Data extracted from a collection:
==============================

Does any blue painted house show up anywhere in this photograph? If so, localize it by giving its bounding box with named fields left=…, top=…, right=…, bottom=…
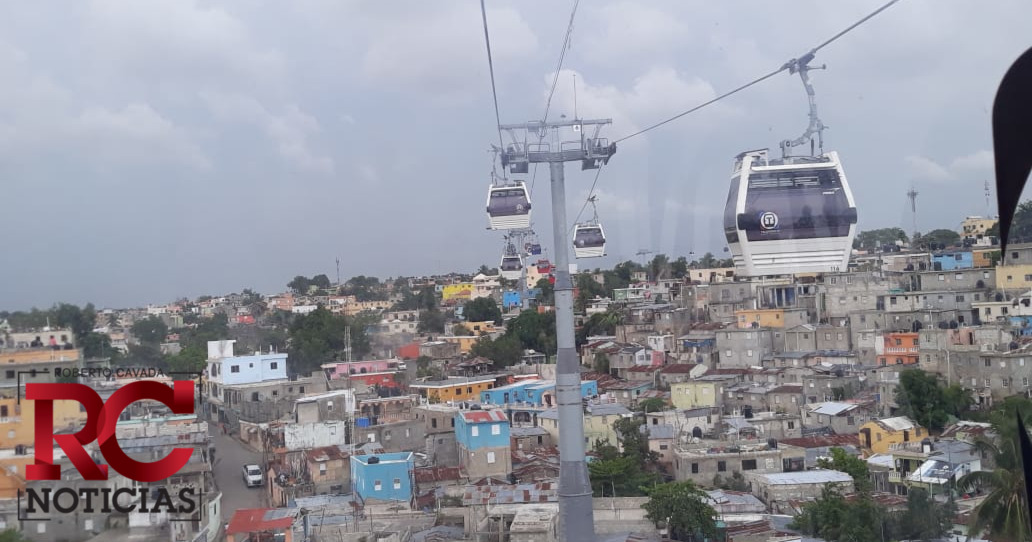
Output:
left=932, top=251, right=974, bottom=270
left=502, top=290, right=520, bottom=309
left=455, top=409, right=512, bottom=478
left=351, top=452, right=416, bottom=504
left=526, top=380, right=599, bottom=407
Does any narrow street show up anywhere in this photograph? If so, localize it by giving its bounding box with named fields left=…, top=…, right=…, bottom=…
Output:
left=209, top=424, right=267, bottom=522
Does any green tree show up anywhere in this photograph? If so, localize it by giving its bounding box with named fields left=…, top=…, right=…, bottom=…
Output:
left=287, top=307, right=369, bottom=375
left=506, top=311, right=555, bottom=355
left=462, top=297, right=502, bottom=324
left=852, top=228, right=907, bottom=250
left=713, top=471, right=749, bottom=491
left=896, top=369, right=972, bottom=431
left=642, top=481, right=717, bottom=540
left=788, top=486, right=888, bottom=542
left=817, top=448, right=871, bottom=492
left=957, top=397, right=1032, bottom=542
left=129, top=315, right=168, bottom=345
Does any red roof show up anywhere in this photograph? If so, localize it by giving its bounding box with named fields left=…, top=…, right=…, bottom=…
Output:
left=662, top=363, right=699, bottom=375
left=226, top=508, right=294, bottom=535
left=462, top=410, right=509, bottom=423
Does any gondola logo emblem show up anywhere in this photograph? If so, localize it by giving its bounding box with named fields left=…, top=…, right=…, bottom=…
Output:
left=760, top=211, right=778, bottom=230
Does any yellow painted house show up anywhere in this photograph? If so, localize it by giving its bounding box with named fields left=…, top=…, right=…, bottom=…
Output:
left=441, top=282, right=473, bottom=301
left=996, top=263, right=1032, bottom=291
left=438, top=334, right=480, bottom=354
left=409, top=377, right=495, bottom=403
left=860, top=416, right=928, bottom=453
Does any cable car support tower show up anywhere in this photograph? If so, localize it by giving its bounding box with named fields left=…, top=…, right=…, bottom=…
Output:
left=498, top=119, right=616, bottom=542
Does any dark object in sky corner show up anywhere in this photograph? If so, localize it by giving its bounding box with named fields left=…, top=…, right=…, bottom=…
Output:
left=993, top=42, right=1032, bottom=532
left=993, top=49, right=1032, bottom=253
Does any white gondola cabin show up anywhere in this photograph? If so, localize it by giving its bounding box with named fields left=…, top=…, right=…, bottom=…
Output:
left=487, top=181, right=530, bottom=229
left=574, top=223, right=606, bottom=258
left=498, top=254, right=523, bottom=281
left=723, top=150, right=857, bottom=277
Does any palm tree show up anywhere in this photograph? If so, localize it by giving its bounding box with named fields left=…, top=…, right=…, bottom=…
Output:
left=957, top=408, right=1032, bottom=542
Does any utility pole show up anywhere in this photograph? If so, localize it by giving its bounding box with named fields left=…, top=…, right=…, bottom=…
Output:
left=498, top=119, right=616, bottom=542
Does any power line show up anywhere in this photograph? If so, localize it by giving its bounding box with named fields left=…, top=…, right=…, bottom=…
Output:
left=532, top=0, right=580, bottom=196
left=613, top=0, right=899, bottom=144
left=480, top=0, right=505, bottom=149
left=541, top=0, right=580, bottom=123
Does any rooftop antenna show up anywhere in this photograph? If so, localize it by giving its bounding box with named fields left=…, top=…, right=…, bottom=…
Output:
left=906, top=185, right=917, bottom=243
left=986, top=181, right=993, bottom=218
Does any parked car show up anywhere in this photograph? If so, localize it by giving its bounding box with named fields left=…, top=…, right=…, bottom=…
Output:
left=244, top=465, right=264, bottom=487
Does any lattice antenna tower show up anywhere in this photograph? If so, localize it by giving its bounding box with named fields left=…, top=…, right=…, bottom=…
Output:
left=906, top=185, right=917, bottom=243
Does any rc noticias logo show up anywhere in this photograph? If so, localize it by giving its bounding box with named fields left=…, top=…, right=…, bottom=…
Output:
left=19, top=380, right=197, bottom=520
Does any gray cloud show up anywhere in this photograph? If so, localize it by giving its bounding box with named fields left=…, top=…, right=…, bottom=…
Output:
left=0, top=0, right=1032, bottom=309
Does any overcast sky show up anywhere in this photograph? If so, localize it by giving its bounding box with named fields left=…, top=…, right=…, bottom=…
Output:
left=0, top=0, right=1032, bottom=310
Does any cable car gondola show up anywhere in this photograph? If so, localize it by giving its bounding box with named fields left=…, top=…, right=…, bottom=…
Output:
left=487, top=181, right=530, bottom=229
left=574, top=224, right=606, bottom=258
left=574, top=195, right=606, bottom=258
left=498, top=243, right=523, bottom=281
left=723, top=150, right=857, bottom=277
left=723, top=54, right=857, bottom=277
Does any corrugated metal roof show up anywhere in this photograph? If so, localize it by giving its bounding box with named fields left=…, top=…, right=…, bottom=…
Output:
left=754, top=469, right=852, bottom=485
left=460, top=409, right=509, bottom=423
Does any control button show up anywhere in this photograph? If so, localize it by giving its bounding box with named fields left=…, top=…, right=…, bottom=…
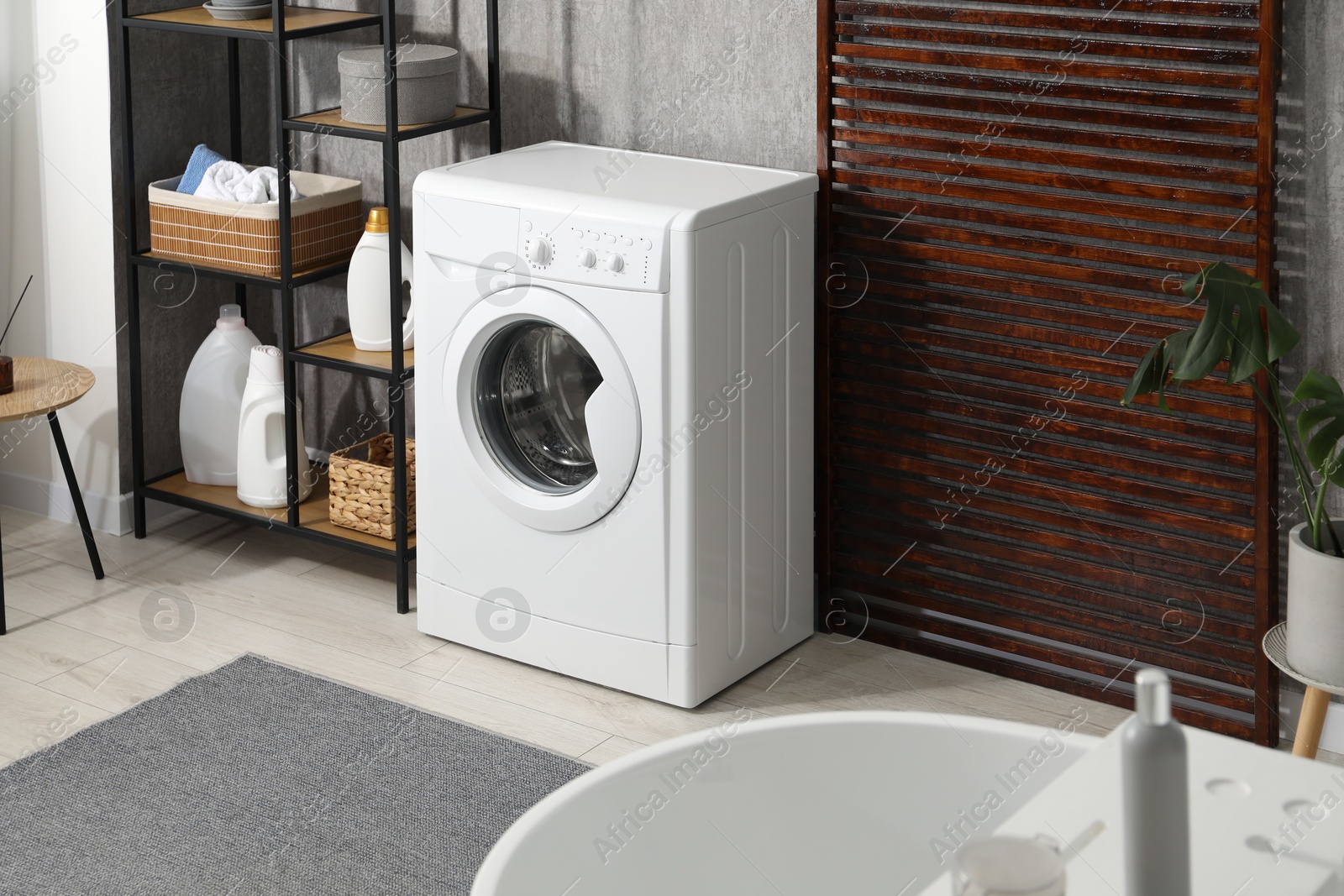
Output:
left=527, top=237, right=551, bottom=267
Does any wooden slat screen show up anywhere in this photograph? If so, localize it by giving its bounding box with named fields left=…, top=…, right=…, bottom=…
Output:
left=817, top=0, right=1278, bottom=743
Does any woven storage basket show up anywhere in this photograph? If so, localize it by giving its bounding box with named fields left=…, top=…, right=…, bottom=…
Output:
left=328, top=432, right=415, bottom=538
left=150, top=170, right=365, bottom=277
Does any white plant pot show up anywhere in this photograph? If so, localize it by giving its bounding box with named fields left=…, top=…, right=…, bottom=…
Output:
left=1288, top=520, right=1344, bottom=684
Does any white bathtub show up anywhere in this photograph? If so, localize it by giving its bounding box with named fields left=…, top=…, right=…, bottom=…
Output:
left=472, top=712, right=1098, bottom=896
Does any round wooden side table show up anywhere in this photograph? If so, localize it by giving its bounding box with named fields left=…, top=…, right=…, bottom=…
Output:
left=0, top=358, right=102, bottom=634
left=1262, top=622, right=1344, bottom=759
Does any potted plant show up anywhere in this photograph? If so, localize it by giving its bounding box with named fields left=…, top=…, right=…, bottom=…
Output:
left=1121, top=262, right=1344, bottom=684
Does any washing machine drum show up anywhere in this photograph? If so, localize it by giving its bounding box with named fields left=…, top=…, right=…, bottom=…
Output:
left=444, top=286, right=640, bottom=532
left=475, top=321, right=602, bottom=493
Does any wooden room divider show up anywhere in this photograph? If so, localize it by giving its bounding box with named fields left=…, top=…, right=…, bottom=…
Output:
left=817, top=0, right=1292, bottom=743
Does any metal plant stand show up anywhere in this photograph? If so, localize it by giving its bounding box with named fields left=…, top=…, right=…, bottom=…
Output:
left=117, top=0, right=500, bottom=612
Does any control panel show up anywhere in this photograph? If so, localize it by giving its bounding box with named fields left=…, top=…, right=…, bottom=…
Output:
left=515, top=210, right=668, bottom=293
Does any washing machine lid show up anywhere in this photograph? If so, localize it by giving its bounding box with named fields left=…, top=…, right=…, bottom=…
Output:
left=444, top=285, right=641, bottom=532
left=415, top=141, right=817, bottom=231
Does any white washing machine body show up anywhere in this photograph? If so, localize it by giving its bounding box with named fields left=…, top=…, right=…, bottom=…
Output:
left=414, top=143, right=816, bottom=706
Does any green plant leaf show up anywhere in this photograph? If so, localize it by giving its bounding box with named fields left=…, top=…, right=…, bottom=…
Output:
left=1293, top=369, right=1344, bottom=486
left=1121, top=262, right=1301, bottom=411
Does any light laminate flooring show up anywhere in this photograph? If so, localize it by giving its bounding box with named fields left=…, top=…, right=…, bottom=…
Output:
left=0, top=508, right=1333, bottom=764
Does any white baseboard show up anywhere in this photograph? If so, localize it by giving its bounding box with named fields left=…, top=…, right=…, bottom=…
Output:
left=1278, top=689, right=1344, bottom=753
left=0, top=470, right=130, bottom=535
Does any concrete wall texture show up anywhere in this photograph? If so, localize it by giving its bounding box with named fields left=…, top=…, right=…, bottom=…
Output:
left=109, top=0, right=816, bottom=488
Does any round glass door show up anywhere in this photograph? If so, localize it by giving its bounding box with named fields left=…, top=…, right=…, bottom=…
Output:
left=475, top=321, right=602, bottom=495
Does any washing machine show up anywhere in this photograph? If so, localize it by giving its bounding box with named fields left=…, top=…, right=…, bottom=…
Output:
left=414, top=143, right=817, bottom=706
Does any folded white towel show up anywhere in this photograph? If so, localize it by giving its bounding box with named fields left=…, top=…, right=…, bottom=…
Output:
left=192, top=160, right=302, bottom=204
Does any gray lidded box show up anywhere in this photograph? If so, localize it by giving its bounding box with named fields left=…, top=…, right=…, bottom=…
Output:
left=336, top=43, right=459, bottom=125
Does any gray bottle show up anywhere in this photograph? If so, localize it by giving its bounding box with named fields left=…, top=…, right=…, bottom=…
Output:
left=1120, top=669, right=1191, bottom=896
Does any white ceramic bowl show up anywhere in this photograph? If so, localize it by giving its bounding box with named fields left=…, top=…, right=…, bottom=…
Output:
left=472, top=712, right=1100, bottom=896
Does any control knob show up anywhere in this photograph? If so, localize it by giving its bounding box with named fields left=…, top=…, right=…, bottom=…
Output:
left=527, top=237, right=551, bottom=267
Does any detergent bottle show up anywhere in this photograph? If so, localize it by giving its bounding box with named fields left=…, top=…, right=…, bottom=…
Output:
left=177, top=305, right=260, bottom=485
left=345, top=206, right=415, bottom=352
left=238, top=345, right=313, bottom=508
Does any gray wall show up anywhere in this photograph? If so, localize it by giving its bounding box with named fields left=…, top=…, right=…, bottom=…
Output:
left=1275, top=0, right=1344, bottom=715
left=109, top=0, right=816, bottom=489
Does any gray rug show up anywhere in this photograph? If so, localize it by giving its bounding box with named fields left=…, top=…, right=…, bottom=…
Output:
left=0, top=656, right=589, bottom=896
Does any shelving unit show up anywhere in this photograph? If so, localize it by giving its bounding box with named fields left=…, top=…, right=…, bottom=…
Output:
left=116, top=0, right=500, bottom=612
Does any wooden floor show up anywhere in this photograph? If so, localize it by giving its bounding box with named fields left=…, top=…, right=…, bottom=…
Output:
left=0, top=509, right=1333, bottom=764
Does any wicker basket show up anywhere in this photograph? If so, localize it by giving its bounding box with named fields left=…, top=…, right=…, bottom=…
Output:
left=328, top=432, right=415, bottom=538
left=150, top=170, right=363, bottom=277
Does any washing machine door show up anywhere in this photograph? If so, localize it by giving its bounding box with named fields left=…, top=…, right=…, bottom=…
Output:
left=444, top=285, right=640, bottom=532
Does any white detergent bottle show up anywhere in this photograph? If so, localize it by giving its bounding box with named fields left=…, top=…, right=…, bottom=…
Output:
left=238, top=345, right=313, bottom=508
left=177, top=305, right=260, bottom=486
left=345, top=206, right=415, bottom=352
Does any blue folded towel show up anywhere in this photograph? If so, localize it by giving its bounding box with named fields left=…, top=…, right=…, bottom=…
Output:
left=177, top=144, right=224, bottom=195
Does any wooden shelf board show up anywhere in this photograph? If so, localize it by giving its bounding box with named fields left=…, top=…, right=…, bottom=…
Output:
left=291, top=106, right=486, bottom=134
left=150, top=473, right=415, bottom=552
left=301, top=333, right=415, bottom=371
left=139, top=249, right=349, bottom=289
left=130, top=4, right=379, bottom=34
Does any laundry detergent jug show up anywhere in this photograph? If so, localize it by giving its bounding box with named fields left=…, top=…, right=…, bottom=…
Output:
left=345, top=207, right=415, bottom=352
left=177, top=305, right=260, bottom=485
left=238, top=345, right=313, bottom=508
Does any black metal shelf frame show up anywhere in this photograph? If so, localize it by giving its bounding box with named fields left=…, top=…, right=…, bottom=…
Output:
left=116, top=0, right=501, bottom=612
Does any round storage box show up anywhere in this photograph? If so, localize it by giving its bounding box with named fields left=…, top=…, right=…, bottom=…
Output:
left=336, top=43, right=457, bottom=125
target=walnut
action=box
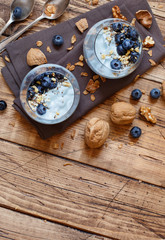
[136,10,152,28]
[140,106,157,123]
[27,48,47,66]
[75,18,88,33]
[112,5,127,20]
[143,36,155,48]
[110,102,136,125]
[85,117,110,148]
[162,81,165,100]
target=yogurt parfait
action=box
[84,19,142,79]
[20,64,80,124]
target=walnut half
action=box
[85,117,110,148]
[27,48,47,66]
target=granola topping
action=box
[27,72,74,120]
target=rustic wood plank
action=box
[0,141,165,240]
[0,207,110,240]
[0,62,165,186]
[0,0,165,186]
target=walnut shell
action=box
[85,118,110,148]
[136,10,152,28]
[110,102,136,125]
[27,48,47,66]
[162,81,165,100]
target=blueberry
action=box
[117,44,127,55]
[123,26,131,38]
[41,77,51,88]
[122,38,133,50]
[130,29,138,40]
[13,7,22,19]
[27,86,35,100]
[150,88,160,99]
[55,72,64,80]
[130,51,139,63]
[133,40,140,48]
[131,89,142,100]
[115,33,126,44]
[52,35,64,46]
[111,59,121,70]
[37,85,45,94]
[37,103,46,115]
[130,127,142,138]
[0,100,7,111]
[112,22,123,32]
[49,81,57,89]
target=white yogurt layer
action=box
[95,27,140,76]
[28,80,74,120]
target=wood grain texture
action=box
[0,207,110,240]
[0,141,165,240]
[0,0,165,186]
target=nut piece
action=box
[27,48,47,66]
[110,102,136,125]
[162,81,165,100]
[143,36,155,48]
[75,18,88,33]
[112,5,127,20]
[85,118,109,148]
[136,10,152,28]
[140,106,157,123]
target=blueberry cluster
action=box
[27,72,64,115]
[111,22,140,70]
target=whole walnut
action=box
[85,117,110,148]
[162,81,165,100]
[110,102,136,125]
[27,48,47,66]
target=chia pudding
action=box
[27,72,74,120]
[83,18,142,79]
[95,22,141,73]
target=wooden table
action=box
[0,0,165,240]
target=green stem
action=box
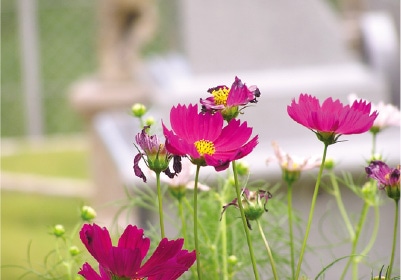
[232,161,259,280]
[361,205,380,256]
[287,183,295,279]
[330,171,355,240]
[194,164,202,280]
[294,144,328,279]
[178,198,188,247]
[220,180,229,280]
[341,202,369,279]
[388,199,399,279]
[372,132,377,159]
[156,172,166,239]
[256,219,279,280]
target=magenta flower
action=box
[200,77,260,121]
[163,104,258,171]
[365,160,400,200]
[287,94,378,145]
[134,126,181,182]
[79,224,196,280]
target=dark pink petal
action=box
[133,153,146,183]
[214,119,252,151]
[118,225,150,260]
[107,247,143,278]
[138,238,184,277]
[78,263,110,280]
[79,224,112,266]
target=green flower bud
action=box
[227,255,238,266]
[131,103,146,118]
[68,246,81,257]
[324,158,335,170]
[52,224,65,237]
[81,205,96,222]
[235,161,249,176]
[145,117,155,126]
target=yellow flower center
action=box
[212,87,230,105]
[195,139,216,156]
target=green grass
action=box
[1,150,89,179]
[1,192,88,279]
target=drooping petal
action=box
[79,224,112,267]
[134,153,146,183]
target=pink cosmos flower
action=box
[134,126,181,182]
[348,93,401,133]
[163,104,258,171]
[200,77,260,121]
[365,160,400,200]
[79,224,196,280]
[287,94,378,145]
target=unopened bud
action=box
[52,225,65,237]
[68,246,81,257]
[131,103,146,118]
[81,205,96,222]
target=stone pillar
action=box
[69,0,156,224]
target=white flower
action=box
[266,142,322,172]
[348,93,401,132]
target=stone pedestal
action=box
[70,78,151,224]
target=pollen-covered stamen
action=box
[211,87,230,105]
[195,139,216,156]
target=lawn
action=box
[1,137,89,279]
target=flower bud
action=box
[68,246,81,257]
[227,255,238,266]
[52,224,65,237]
[324,158,335,170]
[81,205,96,222]
[235,161,249,176]
[145,117,155,126]
[131,103,146,118]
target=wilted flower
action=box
[200,77,260,121]
[348,94,401,133]
[79,224,196,280]
[365,160,400,200]
[160,158,210,199]
[163,104,258,171]
[221,188,272,229]
[267,142,322,184]
[287,94,377,145]
[134,126,181,182]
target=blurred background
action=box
[1,0,400,279]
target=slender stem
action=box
[388,199,399,279]
[372,132,377,158]
[287,183,295,279]
[330,171,355,240]
[156,172,166,239]
[361,205,380,256]
[232,161,259,280]
[256,219,279,280]
[294,144,328,279]
[340,202,369,279]
[178,198,188,246]
[194,164,202,280]
[220,183,229,280]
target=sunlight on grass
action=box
[1,192,89,279]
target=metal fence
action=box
[1,0,96,137]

==============================

[Your objective]
Put the lines of the records above into a Markdown table with columns "Row" and "Text", one line per row and blank lines skipped. Include only the lines from the one containing "Does any narrow" through the one containing "left=209, top=424, right=267, bottom=522", inclusive.

[Exercise result]
| Row | Text |
|---|---|
| 1 | Does any narrow street show up anywhere in this photograph? If so, localize it by giving its bounding box with named fields left=…, top=…, right=…, bottom=… |
| 2 | Output: |
| 3 | left=209, top=424, right=267, bottom=522 |